▶ [TEXT SECTION]
_ _ _
Registered Dietitians (RDs) are food and Nutrition Experts, translating the science of nutrition into practical solutions for healthy living. The expertise, training and credentials that back a Registered Dietitian are vital for promoting good nutrition.”
Quote from http://eatrightphiladelphia.org/mission
Registered Dietitians are highly trained Nutrition professionals that can help you with your individual needs and if needed can work in tandem with your physician. Many Insurance providers cover Nutrition Counseling with an RD. Blue Cross covers up to six visits with a Registered Dietitian per year- FREE. Other insurance plans cover Nutrition Counseling with an RD with just a small co-pay.
1) What is a Registered Dietitian vs Nutritionist?
A Registered Dietitian is a trained professional with a Bachelors and/or Masters Degree in Nutrition and advanced clinical training and certification via the Commission on Dietetics Registration. Registered Dietitians are members of Academy of Nutrition and Dietetics, which is the World’s Largest Organization of Food and Nutrition Experts- over 73,000 members!
Just as all CPAs are accountants, all Registered Dietitians are Nutritionists. BUT not all Nutritionists are Registered Dietitians. Since the title nutritionist is not regulated, these individuals can have widely varying levels of education. RDs are the Real Deal Nutrition Experts. Registered Dietitians know the science of nutrition and can distinguish popular fads from facts.
In the State of Pennsylvania, you must hold a License through the board of Nursing to legally call yourself a “Nutritionist.” However, there is not a lot of monitoring in place of who is practicing as such.
2. How does a Registered Dietitian differ from a Health Coach, Health Counselor, Nutrition Coach or Holistic Wellness Provider?
Registered Dietitians have a 4 year degree in Nutrition Science (which includes taking and passing courses in Biochemistry, Biology, Chemistry, MicroBiology, Food Science, Counseling and etc.) from well-respected, accredited colleges and universities. In addition, the Registered Dietitian must complete an accredited and supervised internship and pass an extensive Registration Exam administered by the Commission on Dietetic Registration. To maintain credentials, RDs must do additional training to obtain professional education credits to keep up to date with the latest and greatest in Nutrition. Many RDs also have their Masters Degrees.
Health Coaches, Health Counselors, Nutrition Coaches and Holistic Wellness Providers are not Registered Dietitians or Licensed Nutritionists. With the big health and wellness trend right now, there are many online Nutrition schools emerging. Many of these programs do not have prerequisites to enter the program. Many don’t require a Bachelor’s degree and can be completed in less than a year online. While folks with these titles may be passionate about health and wellness, they do not have the Education, Training or Credentials of a Registered Dietitian. They also can not accept your insurance plan.
For more information on the various wellness provider titles- Click Here.
If you are looking for a holistic or organic approach to Nutrition, many Registered Dietitians have very organic and holistic approaches to eating a healthy diet. RDs can also help you distinguish facts from myths or trends. What Questions should you ask when looking for a Nutritionist or Nutrition Counselor?
3. What Question should you ask when looking for a Nutritionist or Nutrition Counselor?
There are many online certifications that look and sound very official and real.
The one question you should as is: Are you a Registered Dietitian?
If the answer is yes, proceed with any other questions you may have such as:
Are you a provider with my health insurance plan?
What are your hours?
What are your specialties and areas of interest?
Yes. If you are looking for a holistic or organic approach to eating healthy, many Registered Dietitians have very organic and holistic approaches to eating a healthy diet. They are well trained professionals that can help you develop healthy eating strategies tailored towards your individual needs. RDs can also help you distinguish facts from myths or trends.
_ _ _
(Extracted data entries)
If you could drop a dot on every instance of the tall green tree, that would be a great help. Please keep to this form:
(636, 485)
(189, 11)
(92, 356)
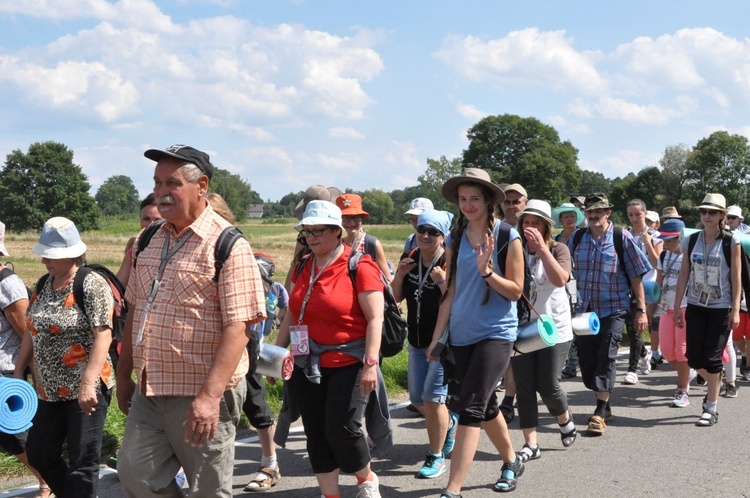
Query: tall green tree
(719, 164)
(42, 183)
(117, 195)
(525, 151)
(432, 180)
(237, 193)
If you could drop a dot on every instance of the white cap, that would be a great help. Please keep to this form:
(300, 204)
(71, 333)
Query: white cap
(418, 205)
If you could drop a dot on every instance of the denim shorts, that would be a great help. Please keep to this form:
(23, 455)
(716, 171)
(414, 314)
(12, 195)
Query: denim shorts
(425, 379)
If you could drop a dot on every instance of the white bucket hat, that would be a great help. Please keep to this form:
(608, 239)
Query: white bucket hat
(59, 240)
(321, 213)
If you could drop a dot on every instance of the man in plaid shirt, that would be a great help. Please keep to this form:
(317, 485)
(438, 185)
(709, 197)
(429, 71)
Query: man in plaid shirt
(603, 288)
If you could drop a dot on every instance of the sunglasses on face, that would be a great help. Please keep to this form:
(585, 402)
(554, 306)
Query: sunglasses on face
(432, 232)
(315, 232)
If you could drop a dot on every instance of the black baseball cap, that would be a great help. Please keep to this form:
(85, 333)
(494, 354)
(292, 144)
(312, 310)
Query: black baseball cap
(184, 153)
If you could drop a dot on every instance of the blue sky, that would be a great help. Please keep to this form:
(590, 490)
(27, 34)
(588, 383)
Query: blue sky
(359, 94)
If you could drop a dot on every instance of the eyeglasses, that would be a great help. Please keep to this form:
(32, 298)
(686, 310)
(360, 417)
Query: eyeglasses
(710, 212)
(315, 232)
(432, 232)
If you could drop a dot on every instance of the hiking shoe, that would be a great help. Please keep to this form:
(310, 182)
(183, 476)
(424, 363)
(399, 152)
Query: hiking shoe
(631, 379)
(450, 437)
(646, 363)
(529, 452)
(680, 399)
(434, 466)
(708, 419)
(569, 371)
(369, 489)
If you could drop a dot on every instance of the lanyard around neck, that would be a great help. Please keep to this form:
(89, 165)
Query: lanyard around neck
(314, 278)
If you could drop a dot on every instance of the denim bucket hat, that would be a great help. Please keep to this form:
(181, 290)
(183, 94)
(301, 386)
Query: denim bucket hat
(59, 240)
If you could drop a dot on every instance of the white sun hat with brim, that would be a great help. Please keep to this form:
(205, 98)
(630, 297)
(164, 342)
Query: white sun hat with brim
(565, 208)
(537, 208)
(321, 213)
(59, 240)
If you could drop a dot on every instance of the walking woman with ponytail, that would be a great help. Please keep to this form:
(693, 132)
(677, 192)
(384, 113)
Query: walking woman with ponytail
(478, 308)
(713, 284)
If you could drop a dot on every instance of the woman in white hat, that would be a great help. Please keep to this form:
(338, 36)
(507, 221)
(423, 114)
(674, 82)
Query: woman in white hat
(479, 309)
(713, 291)
(539, 371)
(74, 375)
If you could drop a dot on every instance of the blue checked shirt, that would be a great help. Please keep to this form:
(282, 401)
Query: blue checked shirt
(602, 286)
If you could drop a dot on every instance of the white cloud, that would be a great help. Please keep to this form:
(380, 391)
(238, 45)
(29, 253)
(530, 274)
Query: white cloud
(345, 132)
(526, 56)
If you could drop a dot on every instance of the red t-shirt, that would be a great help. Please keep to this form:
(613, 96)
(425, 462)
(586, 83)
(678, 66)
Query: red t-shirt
(333, 315)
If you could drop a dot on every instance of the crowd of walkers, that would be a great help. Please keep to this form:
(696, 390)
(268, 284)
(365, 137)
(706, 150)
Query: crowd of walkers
(473, 285)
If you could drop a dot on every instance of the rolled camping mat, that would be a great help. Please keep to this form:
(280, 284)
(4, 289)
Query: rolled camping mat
(687, 232)
(275, 361)
(586, 324)
(536, 335)
(652, 292)
(18, 404)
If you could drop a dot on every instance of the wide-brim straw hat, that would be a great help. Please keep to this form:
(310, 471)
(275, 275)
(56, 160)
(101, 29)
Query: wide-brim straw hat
(472, 175)
(59, 240)
(538, 208)
(565, 208)
(714, 201)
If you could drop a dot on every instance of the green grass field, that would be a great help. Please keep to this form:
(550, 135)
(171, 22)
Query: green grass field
(106, 246)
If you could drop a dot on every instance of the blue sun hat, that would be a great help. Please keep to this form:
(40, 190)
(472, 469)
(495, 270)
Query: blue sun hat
(436, 218)
(564, 208)
(59, 240)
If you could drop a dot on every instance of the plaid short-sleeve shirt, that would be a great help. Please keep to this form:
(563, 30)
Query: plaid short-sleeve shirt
(183, 329)
(602, 286)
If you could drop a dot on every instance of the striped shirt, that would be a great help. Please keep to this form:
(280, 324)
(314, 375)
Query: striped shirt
(602, 286)
(182, 332)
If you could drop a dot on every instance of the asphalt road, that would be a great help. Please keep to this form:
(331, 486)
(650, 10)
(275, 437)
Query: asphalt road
(649, 449)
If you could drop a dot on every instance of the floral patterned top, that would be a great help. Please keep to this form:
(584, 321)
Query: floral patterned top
(62, 336)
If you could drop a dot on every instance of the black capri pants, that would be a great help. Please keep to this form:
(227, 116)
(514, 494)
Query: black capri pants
(706, 332)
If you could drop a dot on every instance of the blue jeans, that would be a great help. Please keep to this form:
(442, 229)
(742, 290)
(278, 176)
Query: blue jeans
(58, 421)
(425, 379)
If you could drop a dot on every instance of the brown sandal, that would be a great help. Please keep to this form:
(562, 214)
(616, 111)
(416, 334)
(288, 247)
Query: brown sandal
(596, 425)
(264, 480)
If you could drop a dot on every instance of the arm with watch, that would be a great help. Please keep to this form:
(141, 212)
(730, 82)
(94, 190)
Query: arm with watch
(640, 320)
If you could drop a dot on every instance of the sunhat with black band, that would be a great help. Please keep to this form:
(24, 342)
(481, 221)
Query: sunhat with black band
(472, 175)
(565, 208)
(537, 208)
(183, 153)
(714, 201)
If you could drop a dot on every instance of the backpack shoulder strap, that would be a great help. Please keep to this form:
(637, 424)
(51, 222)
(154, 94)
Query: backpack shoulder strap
(617, 241)
(81, 274)
(503, 240)
(228, 237)
(145, 239)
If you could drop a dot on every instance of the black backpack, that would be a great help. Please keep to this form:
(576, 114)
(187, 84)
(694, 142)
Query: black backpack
(228, 237)
(394, 325)
(726, 245)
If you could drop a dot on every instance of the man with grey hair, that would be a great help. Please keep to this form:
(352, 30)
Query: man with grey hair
(185, 336)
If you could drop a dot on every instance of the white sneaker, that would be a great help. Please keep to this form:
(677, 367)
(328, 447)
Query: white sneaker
(680, 399)
(646, 363)
(631, 378)
(369, 489)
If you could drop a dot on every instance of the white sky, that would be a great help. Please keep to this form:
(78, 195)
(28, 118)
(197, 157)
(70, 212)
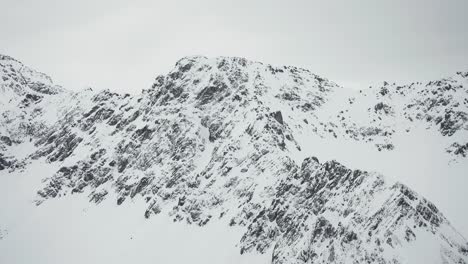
_ _ _
▶ [TASK DESCRIPTION] Please copy the text on registered dietitians word for word, from "3. What Question" up to and including "a Registered Dietitian?".

▶ [WORKED SOLUTION]
3. What Question should you ask when looking for a Nutritionist or Nutrition Counselor?
There are many online certifications that look and sound very official and real.
The one question you should as is: Are you a Registered Dietitian?